DIRECTIONS: Your job is to return every line in the data holding the string "like".

* * *

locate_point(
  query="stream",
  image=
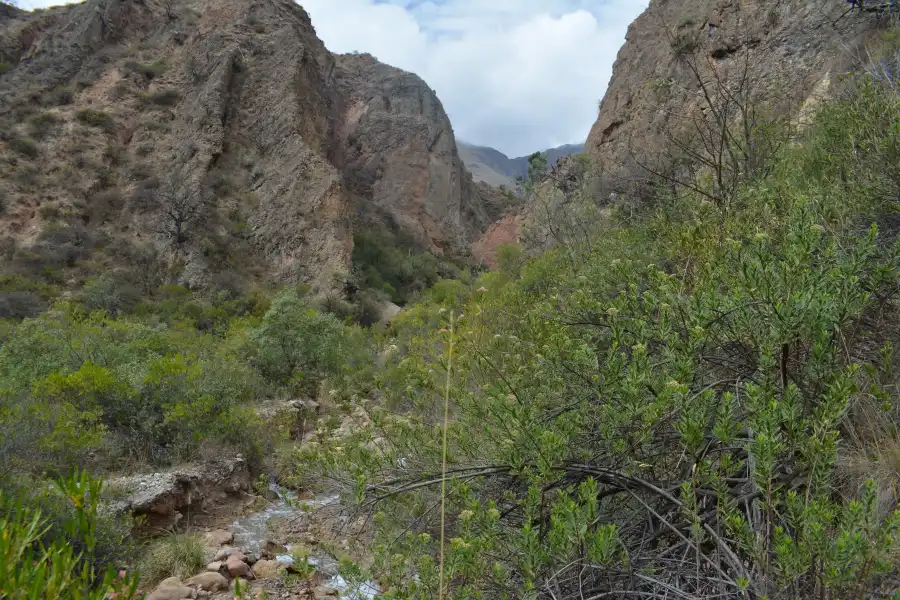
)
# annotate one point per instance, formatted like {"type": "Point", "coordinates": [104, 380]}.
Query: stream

* * *

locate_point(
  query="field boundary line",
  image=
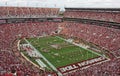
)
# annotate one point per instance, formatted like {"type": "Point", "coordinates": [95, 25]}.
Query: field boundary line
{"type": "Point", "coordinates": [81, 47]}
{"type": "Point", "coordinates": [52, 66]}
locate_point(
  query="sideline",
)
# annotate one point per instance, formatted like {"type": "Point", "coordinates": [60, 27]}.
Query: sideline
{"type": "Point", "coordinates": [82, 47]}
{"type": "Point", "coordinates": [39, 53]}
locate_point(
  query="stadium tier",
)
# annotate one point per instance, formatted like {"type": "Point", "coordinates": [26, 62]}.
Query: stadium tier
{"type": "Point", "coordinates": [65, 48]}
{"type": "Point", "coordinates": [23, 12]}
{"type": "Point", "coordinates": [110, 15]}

* * *

SOLUTION:
# annotate one point per instance, formatted like {"type": "Point", "coordinates": [104, 380]}.
# annotate one point per instance, formatted like {"type": "Point", "coordinates": [95, 25]}.
# annotate one point per instance, formatted like {"type": "Point", "coordinates": [60, 27]}.
# annotate one point per instance, formatted like {"type": "Point", "coordinates": [26, 62]}.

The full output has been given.